### YOUR OBJECTIVE
Return the lines below as a JSON list of strings, one string per line, skipping blank lines. Leave the pictures out of your answer.
::: LISTED RECORDS :::
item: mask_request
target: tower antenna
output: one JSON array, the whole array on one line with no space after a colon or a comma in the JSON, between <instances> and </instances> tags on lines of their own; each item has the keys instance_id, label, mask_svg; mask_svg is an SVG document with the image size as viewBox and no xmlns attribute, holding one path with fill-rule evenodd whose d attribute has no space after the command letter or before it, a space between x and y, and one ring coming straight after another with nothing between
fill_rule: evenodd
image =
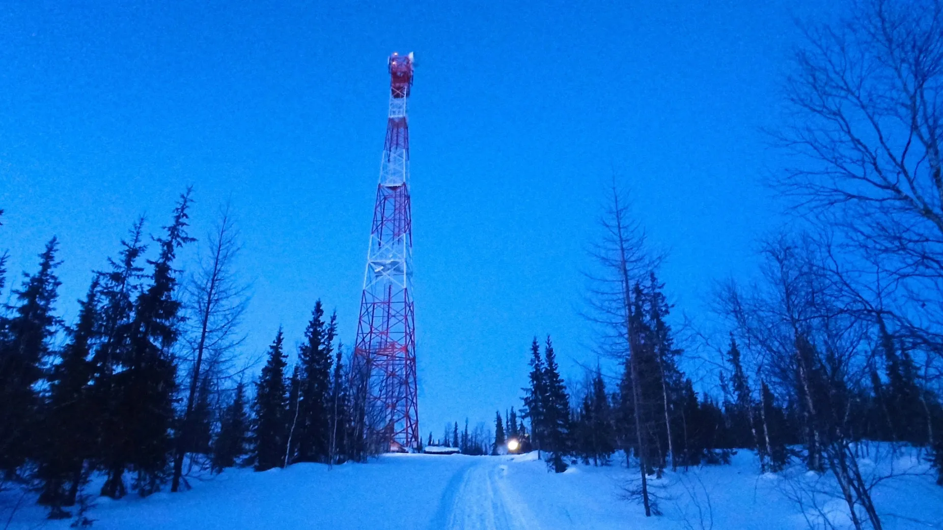
<instances>
[{"instance_id":1,"label":"tower antenna","mask_svg":"<svg viewBox=\"0 0 943 530\"><path fill-rule=\"evenodd\" d=\"M412 300L412 217L409 207L409 127L406 104L413 55L393 53L389 112L380 183L367 249L355 362L367 379L368 440L381 450L418 447L416 333Z\"/></svg>"}]
</instances>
:::
### ANSWER TO THE EXERCISE
[
  "item: mask_request",
  "target: tower antenna",
  "output: one JSON array, the whole array on one line with no space after a colon or a comma in the JSON, between <instances> and </instances> tags on lines of their own; each item has the keys instance_id, label, mask_svg; mask_svg is an SVG document with the image size as viewBox and no xmlns attribute, holding one path with fill-rule evenodd whose d attribute has no space after the command letter or before it, a space between x and y, and one ring coming straight after another with nothing between",
  "fill_rule: evenodd",
  "image =",
  "<instances>",
  "[{\"instance_id\":1,\"label\":\"tower antenna\",\"mask_svg\":\"<svg viewBox=\\\"0 0 943 530\\\"><path fill-rule=\\\"evenodd\\\" d=\\\"M412 300L412 217L409 207L409 127L406 104L413 55L393 53L389 112L380 183L367 249L355 362L367 379L368 440L381 450L418 447L416 333Z\\\"/></svg>\"}]",
  "</instances>"
]